▶ [PROVIDED PASSAGE]:
┄┄┄┄┄┄┄┄┄┄
1

My file contains some lines such as

"This is a string." = "This is a string's content."
" Another \" example \"" = " New example."
"My string
can have several lines." = "My string can have several lines."

I need to extract the substring :

This is a string.
This is a string's content.
 Another \" example \"
 New example.
My string
can have several lines.
My string can have several lines.

Here's my code:

String regex = "\".*?\"\\s*?=\\s*?\".*?\"";
Pattern pattern = Pattern.compile(regex,Pattern.DOTALL);
Matcher matcher = pattern.matcher(file);

For the moment, I can get the pair of left and right part of "=". But when my substring contains " \" ", my regex dosen't do the right job.

Can anyone help me write the correct regex please ? I tried \"^[\\"] instead of \", but it didn't work..

Thanks advance.
┄┄┄┄┄┄┄┄┄┄
▶ [LISTED ENTRIES]:

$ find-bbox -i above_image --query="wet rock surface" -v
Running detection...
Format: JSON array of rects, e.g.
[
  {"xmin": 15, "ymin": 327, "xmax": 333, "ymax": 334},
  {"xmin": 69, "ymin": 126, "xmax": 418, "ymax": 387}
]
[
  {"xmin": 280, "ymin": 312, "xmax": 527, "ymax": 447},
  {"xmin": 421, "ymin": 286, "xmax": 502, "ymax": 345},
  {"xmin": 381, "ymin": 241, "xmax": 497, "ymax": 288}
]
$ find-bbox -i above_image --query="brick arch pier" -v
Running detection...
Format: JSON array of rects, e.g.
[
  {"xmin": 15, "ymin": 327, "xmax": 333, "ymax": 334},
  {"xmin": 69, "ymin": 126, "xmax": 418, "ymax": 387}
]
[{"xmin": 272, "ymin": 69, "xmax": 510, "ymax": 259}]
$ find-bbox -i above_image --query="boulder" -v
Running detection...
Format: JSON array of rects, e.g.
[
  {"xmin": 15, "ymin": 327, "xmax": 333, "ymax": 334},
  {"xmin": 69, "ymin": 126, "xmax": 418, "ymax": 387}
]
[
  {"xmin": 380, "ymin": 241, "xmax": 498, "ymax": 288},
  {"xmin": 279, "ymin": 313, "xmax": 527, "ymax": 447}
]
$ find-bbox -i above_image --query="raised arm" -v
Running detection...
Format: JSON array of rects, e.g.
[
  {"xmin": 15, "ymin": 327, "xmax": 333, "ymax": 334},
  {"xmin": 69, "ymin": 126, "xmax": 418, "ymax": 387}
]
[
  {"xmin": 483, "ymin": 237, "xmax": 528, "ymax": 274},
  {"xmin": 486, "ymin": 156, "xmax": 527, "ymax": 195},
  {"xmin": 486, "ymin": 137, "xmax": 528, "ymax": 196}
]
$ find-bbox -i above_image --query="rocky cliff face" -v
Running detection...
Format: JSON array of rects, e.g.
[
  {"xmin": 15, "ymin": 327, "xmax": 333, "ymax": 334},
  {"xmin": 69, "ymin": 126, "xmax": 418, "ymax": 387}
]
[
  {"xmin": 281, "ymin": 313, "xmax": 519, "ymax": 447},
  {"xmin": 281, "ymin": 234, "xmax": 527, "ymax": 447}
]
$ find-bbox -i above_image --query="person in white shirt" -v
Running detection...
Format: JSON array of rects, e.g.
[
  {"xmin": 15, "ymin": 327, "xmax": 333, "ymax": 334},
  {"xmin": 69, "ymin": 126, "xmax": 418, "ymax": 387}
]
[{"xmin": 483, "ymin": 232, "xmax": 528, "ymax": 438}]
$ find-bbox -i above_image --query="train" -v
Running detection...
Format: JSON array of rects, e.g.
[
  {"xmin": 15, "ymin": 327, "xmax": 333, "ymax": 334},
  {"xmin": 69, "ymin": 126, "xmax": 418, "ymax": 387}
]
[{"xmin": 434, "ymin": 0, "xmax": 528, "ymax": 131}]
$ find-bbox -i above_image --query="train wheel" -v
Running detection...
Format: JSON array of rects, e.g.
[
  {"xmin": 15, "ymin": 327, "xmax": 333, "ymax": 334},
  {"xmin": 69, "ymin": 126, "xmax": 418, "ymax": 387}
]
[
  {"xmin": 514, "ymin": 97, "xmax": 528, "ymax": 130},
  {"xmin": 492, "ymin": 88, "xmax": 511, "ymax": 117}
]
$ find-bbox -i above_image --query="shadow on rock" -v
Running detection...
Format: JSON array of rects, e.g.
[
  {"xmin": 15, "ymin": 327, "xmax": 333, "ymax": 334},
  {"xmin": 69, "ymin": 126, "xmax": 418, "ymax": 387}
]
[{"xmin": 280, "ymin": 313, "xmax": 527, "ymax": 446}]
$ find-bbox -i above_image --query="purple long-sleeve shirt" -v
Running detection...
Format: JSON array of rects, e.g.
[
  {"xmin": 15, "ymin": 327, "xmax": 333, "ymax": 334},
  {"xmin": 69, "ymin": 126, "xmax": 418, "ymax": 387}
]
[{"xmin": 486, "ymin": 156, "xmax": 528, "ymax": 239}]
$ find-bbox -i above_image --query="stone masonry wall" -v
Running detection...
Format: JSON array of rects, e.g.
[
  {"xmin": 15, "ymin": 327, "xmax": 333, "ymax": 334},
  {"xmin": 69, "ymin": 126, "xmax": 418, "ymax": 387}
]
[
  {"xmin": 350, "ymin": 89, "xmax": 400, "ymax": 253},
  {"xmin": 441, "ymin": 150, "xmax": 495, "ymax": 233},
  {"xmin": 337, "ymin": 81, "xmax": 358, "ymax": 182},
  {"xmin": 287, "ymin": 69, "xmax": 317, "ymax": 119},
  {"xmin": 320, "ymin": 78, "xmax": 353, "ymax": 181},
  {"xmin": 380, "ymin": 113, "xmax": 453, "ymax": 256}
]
┄┄┄┄┄┄┄┄┄┄
▶ [SET PROBLEM]: Please output the part of the regex forum post above that starts at "For the moment, I" and ends at "Thanks advance.", copied word for word.

▶ [WRITTEN ANSWER]:
For the moment, I can get the pair of left and right part of "=". But when my substring contains " \" ", my regex dosen't do the right job.

Can anyone help me write the correct regex please ? I tried \"^[\\"] instead of \", but it didn't work..

Thanks advance.